• **Required work**
Look through the listing below for the string "leaf". Say how many lines hold it, and nothing else.

BEGIN

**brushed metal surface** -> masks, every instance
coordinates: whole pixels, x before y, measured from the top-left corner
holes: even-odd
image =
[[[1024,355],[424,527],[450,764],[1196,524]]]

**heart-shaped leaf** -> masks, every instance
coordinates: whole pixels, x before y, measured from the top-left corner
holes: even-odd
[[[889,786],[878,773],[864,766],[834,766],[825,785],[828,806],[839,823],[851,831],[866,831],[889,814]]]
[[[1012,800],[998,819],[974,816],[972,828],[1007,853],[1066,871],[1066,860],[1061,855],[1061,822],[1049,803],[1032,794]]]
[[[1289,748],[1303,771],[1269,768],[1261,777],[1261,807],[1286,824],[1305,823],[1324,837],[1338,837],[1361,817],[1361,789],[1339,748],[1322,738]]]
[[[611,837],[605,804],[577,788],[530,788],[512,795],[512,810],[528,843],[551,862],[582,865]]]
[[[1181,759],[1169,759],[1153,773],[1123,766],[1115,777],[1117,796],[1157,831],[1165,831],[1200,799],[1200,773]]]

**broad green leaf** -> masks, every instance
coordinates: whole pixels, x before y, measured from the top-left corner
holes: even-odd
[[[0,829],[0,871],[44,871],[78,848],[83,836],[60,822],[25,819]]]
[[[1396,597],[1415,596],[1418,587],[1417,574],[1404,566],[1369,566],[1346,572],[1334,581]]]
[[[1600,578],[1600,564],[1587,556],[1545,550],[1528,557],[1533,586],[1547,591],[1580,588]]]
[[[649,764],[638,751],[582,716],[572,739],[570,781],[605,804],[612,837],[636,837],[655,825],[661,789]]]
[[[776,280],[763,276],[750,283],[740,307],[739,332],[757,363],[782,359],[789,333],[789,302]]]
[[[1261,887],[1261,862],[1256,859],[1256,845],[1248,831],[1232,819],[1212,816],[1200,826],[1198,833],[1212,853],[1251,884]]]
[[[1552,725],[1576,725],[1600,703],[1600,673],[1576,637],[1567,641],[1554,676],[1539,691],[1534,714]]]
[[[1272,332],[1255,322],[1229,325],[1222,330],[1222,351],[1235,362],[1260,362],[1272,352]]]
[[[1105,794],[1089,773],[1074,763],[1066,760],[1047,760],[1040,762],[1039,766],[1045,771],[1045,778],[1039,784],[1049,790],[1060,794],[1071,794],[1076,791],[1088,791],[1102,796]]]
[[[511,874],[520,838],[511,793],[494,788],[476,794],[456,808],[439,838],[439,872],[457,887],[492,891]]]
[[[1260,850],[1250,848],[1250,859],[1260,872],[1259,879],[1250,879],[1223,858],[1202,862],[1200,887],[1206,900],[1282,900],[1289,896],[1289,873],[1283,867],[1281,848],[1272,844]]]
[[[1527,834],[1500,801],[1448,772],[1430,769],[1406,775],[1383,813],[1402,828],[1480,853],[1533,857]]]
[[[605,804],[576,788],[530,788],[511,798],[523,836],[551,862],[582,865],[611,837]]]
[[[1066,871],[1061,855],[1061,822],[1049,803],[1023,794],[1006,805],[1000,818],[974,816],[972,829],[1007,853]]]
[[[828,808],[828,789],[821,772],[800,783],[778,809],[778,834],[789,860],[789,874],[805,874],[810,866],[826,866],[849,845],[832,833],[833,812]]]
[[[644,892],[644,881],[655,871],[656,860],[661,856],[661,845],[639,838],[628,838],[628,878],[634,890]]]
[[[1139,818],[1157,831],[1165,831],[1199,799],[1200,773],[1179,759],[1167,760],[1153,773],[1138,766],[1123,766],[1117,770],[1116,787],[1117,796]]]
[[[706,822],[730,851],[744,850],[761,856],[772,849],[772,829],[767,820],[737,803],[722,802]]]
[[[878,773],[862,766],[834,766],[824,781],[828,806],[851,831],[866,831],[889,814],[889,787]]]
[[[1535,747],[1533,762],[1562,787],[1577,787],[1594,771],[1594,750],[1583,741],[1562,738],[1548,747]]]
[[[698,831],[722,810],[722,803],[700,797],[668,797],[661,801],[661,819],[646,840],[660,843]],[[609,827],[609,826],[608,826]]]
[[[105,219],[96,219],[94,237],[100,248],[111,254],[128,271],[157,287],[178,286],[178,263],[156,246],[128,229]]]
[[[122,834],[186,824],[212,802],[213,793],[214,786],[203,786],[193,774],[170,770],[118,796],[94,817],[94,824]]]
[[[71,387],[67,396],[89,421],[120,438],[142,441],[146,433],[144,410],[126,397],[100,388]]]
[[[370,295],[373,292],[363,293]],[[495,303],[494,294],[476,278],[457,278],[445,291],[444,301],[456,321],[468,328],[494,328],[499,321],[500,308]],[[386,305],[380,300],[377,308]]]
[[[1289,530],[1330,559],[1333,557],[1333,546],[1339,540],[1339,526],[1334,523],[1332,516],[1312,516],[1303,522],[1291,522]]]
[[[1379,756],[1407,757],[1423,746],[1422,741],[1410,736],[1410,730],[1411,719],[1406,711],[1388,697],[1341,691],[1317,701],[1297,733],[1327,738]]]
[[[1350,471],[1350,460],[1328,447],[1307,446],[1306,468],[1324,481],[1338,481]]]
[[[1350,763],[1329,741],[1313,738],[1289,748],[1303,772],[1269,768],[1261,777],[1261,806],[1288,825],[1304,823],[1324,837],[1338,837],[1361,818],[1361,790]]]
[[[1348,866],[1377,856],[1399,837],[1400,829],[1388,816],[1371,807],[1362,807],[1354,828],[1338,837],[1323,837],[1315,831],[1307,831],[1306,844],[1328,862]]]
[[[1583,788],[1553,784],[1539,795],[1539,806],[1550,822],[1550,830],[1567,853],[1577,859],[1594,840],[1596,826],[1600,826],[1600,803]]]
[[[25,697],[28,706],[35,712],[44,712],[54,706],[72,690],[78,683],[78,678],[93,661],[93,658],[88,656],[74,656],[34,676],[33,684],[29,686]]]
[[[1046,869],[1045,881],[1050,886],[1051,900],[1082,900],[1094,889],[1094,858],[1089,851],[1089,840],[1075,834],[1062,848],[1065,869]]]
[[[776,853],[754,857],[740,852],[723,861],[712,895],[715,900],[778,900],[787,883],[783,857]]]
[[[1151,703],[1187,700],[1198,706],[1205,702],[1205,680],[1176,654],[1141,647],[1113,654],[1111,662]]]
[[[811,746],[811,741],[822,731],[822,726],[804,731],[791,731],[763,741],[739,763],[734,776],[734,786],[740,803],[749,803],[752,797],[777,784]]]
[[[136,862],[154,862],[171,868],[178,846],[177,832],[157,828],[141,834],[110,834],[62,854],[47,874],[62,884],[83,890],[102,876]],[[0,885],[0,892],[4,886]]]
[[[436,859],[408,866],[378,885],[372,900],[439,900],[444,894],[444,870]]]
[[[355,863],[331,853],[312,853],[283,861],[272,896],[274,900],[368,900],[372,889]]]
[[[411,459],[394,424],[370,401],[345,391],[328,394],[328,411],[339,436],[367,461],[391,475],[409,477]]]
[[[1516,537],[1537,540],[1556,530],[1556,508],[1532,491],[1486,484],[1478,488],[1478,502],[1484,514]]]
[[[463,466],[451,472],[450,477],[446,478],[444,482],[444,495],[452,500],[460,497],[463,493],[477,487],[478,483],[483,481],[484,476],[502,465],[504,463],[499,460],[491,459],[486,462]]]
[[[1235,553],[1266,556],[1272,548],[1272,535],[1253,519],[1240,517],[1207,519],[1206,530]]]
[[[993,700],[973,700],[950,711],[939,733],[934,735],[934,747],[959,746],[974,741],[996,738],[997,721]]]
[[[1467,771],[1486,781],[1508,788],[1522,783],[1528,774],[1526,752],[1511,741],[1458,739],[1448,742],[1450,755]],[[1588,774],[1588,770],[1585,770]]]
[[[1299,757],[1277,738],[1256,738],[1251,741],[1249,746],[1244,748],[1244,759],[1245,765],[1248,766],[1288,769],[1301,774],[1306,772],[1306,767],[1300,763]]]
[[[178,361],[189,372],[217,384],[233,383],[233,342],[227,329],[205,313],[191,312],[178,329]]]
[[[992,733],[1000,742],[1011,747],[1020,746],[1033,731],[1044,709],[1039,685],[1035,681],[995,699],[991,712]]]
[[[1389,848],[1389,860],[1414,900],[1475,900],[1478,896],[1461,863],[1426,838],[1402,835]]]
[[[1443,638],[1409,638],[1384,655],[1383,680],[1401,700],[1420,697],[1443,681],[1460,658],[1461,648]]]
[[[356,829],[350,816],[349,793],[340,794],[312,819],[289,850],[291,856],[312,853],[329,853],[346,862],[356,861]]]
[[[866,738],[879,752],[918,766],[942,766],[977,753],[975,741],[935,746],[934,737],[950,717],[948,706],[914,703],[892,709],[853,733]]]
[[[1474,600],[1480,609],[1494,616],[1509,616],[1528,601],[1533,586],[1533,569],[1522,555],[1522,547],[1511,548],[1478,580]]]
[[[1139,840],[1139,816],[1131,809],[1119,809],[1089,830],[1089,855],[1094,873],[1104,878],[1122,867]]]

END

• **Output**
2